QUELLENAUSZUG:

########################################

Seit damals leben auch Freiwillige der „Peace Brigades International“ (PBI) in San José. Das sind gut trainierte Leute aus unserem Teil der Welt. Sie begleiten unter Morddrohungen lebende Menschenrechtler in vielen Ländern auf Schritt und Tritt – und hängen das möglichst an die große Glocke. In Kolumbien haben diese mutigen Leute viel zu tun. Aber ihre Anwesenheit, die internationale Aufmerksamkeit, die sie schaffen, hat schon viele Gewalttaten verhindert. Mörder mit und ohne Uniform lieben nun mal das Dunkel. (Kollekten-Empfehlung)
Wie überall auf der Welt: die Bauern von San José de Apartadó müssen vom Ertrag ihrer Äcker leben. Am Anbau von Drogen, der Finanzierungsquelle der Guerilla ebenso wie von halbmilitärischen Banden und der Regierung beteiligen sie sich nicht.

########################################

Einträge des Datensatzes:

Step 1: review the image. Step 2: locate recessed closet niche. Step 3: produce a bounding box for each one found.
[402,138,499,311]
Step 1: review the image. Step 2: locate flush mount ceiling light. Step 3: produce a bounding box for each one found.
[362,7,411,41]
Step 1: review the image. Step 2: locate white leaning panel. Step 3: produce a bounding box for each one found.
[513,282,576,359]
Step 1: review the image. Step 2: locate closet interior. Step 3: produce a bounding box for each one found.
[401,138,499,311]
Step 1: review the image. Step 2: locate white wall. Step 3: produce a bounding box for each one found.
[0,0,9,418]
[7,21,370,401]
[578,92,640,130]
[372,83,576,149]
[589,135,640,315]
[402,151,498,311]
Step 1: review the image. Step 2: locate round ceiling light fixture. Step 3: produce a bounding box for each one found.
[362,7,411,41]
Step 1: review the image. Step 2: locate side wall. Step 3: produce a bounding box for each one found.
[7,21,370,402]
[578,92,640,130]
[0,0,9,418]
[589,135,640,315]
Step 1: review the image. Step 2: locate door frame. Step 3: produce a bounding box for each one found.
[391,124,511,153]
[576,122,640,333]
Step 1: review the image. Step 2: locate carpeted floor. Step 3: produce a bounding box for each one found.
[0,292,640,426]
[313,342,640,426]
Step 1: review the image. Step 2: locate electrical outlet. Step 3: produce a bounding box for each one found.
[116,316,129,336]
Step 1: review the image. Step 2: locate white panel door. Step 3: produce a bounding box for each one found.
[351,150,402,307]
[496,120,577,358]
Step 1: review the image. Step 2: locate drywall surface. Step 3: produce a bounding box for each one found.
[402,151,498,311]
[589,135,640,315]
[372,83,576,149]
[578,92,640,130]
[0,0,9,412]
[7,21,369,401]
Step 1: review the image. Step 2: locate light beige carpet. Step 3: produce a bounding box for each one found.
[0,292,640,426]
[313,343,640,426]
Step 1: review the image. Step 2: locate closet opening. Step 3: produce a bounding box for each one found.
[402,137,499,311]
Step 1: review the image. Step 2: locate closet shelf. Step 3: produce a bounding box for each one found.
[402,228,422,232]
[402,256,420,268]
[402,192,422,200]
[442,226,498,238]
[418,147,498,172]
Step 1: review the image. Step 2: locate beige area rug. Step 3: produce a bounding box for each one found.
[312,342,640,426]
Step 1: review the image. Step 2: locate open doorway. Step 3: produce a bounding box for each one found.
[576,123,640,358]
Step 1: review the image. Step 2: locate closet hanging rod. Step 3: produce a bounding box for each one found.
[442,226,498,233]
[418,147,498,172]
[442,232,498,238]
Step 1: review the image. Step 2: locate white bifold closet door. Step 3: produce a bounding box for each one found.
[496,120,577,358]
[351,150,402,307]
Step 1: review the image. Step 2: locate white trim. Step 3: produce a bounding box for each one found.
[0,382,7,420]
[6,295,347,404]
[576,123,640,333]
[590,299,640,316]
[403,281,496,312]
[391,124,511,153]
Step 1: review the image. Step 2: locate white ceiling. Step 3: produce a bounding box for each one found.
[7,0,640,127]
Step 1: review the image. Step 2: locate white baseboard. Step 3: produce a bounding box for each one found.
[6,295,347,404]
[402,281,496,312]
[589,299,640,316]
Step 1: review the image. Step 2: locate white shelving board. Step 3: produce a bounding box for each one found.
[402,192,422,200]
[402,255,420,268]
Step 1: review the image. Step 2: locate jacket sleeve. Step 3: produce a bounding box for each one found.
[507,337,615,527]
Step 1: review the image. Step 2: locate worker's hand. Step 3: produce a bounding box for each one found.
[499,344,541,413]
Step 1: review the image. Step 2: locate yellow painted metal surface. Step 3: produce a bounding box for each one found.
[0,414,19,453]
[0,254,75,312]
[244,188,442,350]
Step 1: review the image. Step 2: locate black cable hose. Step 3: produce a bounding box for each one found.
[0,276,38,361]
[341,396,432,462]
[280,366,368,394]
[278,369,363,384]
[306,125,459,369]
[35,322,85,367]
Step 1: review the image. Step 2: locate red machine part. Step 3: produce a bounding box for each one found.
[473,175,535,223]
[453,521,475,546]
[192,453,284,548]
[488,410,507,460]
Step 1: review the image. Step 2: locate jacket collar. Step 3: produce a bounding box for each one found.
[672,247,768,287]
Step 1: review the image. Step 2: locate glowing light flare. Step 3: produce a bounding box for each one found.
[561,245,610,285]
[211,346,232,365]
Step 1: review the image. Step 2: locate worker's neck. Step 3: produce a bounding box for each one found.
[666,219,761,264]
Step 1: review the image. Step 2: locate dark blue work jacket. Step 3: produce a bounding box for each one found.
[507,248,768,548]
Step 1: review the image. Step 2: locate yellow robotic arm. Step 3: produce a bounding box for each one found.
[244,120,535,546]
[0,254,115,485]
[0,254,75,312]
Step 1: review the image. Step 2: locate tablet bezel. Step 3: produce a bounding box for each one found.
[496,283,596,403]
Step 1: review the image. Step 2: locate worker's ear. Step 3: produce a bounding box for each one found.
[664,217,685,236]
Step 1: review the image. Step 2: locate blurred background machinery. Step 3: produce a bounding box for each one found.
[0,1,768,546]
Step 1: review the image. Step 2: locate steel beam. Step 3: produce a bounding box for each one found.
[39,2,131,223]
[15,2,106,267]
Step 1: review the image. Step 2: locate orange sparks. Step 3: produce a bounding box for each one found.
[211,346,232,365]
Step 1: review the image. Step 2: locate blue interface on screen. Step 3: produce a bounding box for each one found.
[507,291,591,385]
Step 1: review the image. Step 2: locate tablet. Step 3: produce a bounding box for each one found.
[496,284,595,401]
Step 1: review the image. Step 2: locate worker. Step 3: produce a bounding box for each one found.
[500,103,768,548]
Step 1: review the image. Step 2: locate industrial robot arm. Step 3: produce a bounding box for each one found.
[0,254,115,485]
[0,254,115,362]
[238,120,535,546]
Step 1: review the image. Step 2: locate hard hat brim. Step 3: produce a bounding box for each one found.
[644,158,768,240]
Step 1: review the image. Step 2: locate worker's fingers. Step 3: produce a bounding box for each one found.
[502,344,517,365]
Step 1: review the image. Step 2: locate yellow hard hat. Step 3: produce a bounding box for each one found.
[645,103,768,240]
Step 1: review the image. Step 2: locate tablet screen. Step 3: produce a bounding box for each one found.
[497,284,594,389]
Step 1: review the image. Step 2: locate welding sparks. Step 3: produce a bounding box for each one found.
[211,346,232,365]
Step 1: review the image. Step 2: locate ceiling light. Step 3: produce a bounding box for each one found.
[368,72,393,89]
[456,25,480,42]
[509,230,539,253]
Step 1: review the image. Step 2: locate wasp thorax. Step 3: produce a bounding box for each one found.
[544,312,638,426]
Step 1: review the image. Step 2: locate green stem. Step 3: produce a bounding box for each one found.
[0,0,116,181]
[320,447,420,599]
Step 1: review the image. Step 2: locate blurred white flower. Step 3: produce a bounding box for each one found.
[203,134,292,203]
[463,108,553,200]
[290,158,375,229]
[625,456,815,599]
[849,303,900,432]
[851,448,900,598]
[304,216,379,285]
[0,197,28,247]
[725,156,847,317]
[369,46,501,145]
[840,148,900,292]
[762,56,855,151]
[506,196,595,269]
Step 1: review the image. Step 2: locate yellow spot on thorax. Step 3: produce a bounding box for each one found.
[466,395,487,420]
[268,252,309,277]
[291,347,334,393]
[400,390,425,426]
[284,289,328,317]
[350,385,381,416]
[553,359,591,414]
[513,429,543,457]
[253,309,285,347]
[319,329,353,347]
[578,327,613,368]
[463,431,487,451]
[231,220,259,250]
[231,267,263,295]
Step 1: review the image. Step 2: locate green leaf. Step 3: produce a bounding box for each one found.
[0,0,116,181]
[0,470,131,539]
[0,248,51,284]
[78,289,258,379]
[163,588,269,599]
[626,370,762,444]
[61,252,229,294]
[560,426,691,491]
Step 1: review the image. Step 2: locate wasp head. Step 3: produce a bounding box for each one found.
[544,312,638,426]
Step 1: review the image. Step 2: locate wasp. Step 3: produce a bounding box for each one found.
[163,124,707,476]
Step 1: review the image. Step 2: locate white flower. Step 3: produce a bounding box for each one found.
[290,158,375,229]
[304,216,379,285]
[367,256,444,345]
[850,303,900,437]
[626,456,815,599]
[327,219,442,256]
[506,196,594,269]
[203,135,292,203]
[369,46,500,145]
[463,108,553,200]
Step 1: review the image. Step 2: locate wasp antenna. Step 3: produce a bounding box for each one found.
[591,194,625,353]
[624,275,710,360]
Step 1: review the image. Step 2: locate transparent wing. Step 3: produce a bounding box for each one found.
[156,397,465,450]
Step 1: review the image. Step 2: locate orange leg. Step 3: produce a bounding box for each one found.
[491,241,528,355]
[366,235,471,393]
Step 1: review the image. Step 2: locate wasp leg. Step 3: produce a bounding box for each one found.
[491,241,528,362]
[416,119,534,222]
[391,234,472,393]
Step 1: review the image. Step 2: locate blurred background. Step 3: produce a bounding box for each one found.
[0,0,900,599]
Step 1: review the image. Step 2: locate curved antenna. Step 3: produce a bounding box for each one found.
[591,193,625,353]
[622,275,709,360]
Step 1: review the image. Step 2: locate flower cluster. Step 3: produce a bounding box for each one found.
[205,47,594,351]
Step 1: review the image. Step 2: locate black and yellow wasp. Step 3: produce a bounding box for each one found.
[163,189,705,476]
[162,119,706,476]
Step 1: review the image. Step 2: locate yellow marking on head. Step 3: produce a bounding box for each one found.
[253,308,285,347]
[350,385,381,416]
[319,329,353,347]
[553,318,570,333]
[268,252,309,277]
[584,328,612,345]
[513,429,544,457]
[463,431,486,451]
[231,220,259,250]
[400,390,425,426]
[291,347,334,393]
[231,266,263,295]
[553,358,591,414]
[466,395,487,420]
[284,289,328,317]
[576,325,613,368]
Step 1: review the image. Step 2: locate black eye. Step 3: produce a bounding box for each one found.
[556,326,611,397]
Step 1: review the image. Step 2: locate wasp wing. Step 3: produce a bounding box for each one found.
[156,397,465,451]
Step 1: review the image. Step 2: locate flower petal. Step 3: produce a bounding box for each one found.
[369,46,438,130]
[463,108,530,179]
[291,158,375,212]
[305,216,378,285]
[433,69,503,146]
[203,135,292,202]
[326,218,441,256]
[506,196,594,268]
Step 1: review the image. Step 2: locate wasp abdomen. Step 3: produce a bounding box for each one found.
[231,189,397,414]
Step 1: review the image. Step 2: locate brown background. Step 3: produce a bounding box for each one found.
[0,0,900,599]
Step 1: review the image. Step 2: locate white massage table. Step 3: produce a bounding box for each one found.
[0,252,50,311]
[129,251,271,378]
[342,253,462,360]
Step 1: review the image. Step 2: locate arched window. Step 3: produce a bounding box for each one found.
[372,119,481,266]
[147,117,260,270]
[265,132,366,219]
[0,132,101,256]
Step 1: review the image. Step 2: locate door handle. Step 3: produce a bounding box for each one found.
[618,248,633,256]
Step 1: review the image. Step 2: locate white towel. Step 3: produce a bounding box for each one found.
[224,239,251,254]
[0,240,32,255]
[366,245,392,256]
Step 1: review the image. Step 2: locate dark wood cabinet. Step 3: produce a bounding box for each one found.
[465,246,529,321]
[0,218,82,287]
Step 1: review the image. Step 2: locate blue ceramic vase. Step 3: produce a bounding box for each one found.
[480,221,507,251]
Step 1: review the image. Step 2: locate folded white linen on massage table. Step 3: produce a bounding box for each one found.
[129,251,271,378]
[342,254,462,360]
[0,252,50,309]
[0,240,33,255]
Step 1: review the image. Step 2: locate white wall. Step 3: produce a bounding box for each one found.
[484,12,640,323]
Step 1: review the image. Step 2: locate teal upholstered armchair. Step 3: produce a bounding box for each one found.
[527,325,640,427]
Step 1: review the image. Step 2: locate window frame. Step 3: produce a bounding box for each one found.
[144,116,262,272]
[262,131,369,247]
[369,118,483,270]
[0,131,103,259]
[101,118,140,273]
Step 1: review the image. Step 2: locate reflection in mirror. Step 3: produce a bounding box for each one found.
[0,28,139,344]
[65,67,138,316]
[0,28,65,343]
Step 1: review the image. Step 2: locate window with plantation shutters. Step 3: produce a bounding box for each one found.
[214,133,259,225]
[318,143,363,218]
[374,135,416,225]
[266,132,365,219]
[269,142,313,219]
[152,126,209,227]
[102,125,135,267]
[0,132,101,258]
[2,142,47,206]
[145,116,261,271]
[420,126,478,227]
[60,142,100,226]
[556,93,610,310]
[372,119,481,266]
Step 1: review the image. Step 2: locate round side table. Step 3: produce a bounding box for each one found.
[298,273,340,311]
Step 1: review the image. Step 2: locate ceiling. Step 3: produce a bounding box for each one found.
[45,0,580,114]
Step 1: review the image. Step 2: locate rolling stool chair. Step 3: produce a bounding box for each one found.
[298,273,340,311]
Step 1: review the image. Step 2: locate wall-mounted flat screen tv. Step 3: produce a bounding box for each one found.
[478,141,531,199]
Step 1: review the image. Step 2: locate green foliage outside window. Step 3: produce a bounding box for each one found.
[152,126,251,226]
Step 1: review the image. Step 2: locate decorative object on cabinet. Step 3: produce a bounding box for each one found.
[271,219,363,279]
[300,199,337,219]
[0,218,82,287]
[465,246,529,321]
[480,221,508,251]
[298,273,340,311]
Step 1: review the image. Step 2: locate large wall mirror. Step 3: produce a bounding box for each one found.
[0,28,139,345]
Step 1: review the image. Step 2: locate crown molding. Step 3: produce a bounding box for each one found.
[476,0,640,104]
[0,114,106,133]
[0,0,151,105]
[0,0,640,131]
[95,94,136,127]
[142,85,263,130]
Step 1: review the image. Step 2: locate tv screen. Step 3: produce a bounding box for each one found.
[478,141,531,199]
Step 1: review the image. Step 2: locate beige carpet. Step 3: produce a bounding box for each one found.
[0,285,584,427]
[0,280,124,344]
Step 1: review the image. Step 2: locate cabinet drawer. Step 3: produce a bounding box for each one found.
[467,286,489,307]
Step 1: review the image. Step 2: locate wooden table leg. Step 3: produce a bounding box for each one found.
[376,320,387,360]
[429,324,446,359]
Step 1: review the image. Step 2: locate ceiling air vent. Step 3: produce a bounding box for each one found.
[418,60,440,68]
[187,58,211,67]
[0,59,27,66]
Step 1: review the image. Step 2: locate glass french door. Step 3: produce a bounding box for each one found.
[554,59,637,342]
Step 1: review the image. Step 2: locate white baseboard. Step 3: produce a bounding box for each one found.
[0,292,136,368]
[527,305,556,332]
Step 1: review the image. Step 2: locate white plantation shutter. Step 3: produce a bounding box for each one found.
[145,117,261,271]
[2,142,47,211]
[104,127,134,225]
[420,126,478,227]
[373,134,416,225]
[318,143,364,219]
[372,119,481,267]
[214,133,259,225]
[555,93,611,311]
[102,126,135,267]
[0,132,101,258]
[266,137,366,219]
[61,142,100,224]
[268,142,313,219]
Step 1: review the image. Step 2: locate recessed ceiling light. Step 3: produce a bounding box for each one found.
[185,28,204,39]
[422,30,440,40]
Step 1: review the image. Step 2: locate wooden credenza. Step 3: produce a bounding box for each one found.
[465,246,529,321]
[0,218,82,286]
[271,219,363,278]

########################################

DEINE AUFGABE:
Kannst du aus dem Quellenauszug den Abschnitt abschreiben, der bei den Worten „Seit damals leben“ beginnt und nach „sie sich nicht.“ endet?

ERGEBNIS:
Seit damals leben auch Freiwillige der „Peace Brigades International“ (PBI) in San José. Das sind gut trainierte Leute aus unserem Teil der Welt. Sie begleiten unter Morddrohungen lebende Menschenrechtler in vielen Ländern auf Schritt und Tritt – und hängen das möglichst an die große Glocke. In Kolumbien haben diese mutigen Leute viel zu tun. Aber ihre Anwesenheit, die internationale Aufmerksamkeit, die sie schaffen, hat schon viele Gewalttaten verhindert. Mörder mit und ohne Uniform lieben nun mal das Dunkel. (Kollekten-Empfehlung)
Wie überall auf der Welt: die Bauern von San José de Apartadó müssen vom Ertrag ihrer Äcker leben. Am Anbau von Drogen, der Finanzierungsquelle der Guerilla ebenso wie von halbmilitärischen Banden und der Regierung beteiligen sie sich nicht.